▶ **Task to complete**
Your response should be a copy of each line in the listing below that includes the word "truck".

▶ **Given entries**
'''
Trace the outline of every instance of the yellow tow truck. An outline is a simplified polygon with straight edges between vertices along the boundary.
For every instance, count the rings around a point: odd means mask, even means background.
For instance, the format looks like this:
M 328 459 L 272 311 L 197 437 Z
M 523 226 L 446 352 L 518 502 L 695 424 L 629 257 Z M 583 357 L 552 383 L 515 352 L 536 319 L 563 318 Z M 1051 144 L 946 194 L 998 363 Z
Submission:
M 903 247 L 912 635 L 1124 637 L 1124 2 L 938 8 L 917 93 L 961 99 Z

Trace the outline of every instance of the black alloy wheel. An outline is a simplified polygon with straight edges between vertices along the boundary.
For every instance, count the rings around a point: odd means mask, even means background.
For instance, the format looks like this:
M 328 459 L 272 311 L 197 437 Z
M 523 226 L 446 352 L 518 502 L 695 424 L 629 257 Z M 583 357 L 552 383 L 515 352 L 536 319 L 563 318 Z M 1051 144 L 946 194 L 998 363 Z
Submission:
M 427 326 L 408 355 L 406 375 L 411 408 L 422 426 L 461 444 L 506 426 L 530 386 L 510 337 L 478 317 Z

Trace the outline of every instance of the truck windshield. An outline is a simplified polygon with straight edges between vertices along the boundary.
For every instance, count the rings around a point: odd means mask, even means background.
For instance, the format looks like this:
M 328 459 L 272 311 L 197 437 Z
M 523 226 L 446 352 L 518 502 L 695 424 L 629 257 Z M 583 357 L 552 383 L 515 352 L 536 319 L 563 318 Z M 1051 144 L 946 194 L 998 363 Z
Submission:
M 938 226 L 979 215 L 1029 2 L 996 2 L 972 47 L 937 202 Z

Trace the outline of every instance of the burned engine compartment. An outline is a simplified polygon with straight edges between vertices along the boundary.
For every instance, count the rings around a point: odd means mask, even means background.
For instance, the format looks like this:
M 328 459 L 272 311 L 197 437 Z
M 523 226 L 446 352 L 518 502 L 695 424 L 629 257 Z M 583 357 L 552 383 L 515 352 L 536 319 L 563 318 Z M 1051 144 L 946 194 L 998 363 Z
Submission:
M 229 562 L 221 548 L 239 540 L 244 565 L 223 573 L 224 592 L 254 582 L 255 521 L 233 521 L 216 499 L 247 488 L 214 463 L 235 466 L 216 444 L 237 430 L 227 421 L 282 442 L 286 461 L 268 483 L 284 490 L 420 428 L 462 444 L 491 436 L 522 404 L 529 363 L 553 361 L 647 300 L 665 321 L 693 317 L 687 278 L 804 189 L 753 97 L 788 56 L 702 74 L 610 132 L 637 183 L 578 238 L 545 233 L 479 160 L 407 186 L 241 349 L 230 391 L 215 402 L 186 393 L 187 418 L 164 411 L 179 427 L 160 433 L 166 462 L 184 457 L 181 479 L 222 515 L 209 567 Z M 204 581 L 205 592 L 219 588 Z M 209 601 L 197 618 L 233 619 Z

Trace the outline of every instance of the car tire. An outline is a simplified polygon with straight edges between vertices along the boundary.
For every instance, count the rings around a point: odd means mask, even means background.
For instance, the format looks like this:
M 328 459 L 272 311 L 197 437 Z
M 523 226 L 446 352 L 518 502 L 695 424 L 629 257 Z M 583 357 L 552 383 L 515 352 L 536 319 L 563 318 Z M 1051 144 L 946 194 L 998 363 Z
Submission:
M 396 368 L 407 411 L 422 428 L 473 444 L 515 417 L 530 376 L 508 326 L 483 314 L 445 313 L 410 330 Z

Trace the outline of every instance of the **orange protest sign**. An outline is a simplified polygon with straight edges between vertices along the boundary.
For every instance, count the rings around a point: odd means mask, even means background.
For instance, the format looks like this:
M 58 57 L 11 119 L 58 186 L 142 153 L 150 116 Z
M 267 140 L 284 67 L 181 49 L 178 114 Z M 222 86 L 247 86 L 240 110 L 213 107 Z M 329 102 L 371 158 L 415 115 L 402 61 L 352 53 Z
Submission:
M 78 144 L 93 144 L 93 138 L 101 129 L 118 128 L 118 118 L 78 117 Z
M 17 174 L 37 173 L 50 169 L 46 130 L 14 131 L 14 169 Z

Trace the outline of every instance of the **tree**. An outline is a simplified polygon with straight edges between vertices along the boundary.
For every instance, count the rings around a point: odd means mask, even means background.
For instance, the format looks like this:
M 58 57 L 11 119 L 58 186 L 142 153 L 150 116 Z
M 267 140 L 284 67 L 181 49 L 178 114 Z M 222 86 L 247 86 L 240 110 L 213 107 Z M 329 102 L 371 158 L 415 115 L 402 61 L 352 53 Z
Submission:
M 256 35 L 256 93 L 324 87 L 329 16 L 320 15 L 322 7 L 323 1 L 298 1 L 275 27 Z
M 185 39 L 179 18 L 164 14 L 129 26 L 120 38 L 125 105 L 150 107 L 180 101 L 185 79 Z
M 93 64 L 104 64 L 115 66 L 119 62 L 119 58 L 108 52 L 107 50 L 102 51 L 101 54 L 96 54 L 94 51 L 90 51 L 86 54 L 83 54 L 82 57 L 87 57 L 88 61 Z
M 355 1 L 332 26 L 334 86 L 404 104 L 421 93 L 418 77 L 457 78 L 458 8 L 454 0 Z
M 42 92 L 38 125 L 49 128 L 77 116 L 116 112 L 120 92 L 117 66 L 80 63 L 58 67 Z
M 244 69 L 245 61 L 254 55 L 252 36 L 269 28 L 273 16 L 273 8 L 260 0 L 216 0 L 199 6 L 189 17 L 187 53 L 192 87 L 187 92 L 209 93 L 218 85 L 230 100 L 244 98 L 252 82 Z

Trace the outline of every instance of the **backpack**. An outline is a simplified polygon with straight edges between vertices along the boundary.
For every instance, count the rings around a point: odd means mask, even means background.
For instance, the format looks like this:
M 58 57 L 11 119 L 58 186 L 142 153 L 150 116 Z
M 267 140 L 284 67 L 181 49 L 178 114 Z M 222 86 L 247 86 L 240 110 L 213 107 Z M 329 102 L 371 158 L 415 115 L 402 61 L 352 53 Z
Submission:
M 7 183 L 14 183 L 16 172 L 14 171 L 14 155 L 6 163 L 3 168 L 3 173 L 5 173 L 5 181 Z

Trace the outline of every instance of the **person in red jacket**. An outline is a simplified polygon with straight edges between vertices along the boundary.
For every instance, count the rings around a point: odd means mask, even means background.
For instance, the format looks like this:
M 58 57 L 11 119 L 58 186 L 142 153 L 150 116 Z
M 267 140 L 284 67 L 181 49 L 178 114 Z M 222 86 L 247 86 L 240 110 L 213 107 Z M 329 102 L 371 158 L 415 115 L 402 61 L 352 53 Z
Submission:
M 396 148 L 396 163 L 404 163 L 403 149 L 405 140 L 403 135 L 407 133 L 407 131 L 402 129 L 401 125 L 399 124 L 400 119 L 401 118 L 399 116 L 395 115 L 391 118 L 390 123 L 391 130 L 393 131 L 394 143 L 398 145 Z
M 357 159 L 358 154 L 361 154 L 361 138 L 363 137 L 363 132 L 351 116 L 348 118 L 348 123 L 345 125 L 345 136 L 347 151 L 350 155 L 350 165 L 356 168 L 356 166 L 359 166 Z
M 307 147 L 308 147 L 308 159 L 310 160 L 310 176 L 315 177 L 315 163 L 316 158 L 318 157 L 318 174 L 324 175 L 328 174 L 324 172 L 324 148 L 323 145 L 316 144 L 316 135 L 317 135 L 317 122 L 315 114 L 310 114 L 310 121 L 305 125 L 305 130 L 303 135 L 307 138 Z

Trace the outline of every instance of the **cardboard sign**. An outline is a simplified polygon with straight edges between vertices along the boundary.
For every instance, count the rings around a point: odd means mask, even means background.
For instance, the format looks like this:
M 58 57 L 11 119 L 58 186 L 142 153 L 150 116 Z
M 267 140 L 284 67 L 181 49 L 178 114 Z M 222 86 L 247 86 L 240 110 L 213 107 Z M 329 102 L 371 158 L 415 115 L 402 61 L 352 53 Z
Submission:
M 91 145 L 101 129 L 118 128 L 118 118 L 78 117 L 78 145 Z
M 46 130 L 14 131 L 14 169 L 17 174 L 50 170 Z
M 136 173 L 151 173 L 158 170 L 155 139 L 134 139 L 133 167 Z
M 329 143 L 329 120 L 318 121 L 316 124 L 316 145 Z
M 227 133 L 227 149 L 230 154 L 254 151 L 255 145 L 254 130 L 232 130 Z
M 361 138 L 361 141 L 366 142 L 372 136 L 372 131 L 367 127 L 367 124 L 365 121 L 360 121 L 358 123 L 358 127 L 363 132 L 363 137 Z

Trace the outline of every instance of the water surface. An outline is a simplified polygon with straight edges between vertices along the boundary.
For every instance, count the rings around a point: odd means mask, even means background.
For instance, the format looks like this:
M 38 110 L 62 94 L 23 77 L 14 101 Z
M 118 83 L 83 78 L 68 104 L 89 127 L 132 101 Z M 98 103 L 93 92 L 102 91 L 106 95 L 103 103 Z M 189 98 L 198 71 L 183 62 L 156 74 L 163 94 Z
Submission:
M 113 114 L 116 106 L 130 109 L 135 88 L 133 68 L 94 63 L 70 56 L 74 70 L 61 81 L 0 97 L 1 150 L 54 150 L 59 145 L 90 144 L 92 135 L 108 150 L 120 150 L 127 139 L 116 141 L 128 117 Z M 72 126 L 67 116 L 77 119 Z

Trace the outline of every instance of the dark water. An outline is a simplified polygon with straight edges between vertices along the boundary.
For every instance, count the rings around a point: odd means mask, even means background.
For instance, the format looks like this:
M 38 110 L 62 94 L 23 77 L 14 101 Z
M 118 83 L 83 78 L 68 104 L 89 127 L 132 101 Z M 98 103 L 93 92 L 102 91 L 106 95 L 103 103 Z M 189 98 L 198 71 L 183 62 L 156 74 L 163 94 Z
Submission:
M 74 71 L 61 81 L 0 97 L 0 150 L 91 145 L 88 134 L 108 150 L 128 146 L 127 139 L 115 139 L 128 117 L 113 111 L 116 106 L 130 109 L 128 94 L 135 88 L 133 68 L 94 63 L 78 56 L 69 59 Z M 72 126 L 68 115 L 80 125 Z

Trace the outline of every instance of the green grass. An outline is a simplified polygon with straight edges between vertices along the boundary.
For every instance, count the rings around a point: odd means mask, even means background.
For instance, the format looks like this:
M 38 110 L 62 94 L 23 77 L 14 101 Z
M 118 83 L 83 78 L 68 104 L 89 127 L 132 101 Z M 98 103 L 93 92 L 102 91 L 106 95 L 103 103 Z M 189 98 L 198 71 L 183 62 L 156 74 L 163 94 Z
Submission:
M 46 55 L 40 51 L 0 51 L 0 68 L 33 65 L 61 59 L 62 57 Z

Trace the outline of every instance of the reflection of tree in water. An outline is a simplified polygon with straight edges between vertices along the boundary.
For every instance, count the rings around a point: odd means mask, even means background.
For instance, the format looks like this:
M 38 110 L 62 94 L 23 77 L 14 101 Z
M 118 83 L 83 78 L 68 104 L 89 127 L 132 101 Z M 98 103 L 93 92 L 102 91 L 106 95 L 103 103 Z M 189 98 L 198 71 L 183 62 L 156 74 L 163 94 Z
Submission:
'''
▶ **Response**
Trace the outline of every instance of the yellow tow truck. An outline is a simplified polygon with straight edges between vertices along the boundary.
Trace the outline of every instance of the truck windshield. An outline is a simplified polygon with straight edges between vertices along the boundary.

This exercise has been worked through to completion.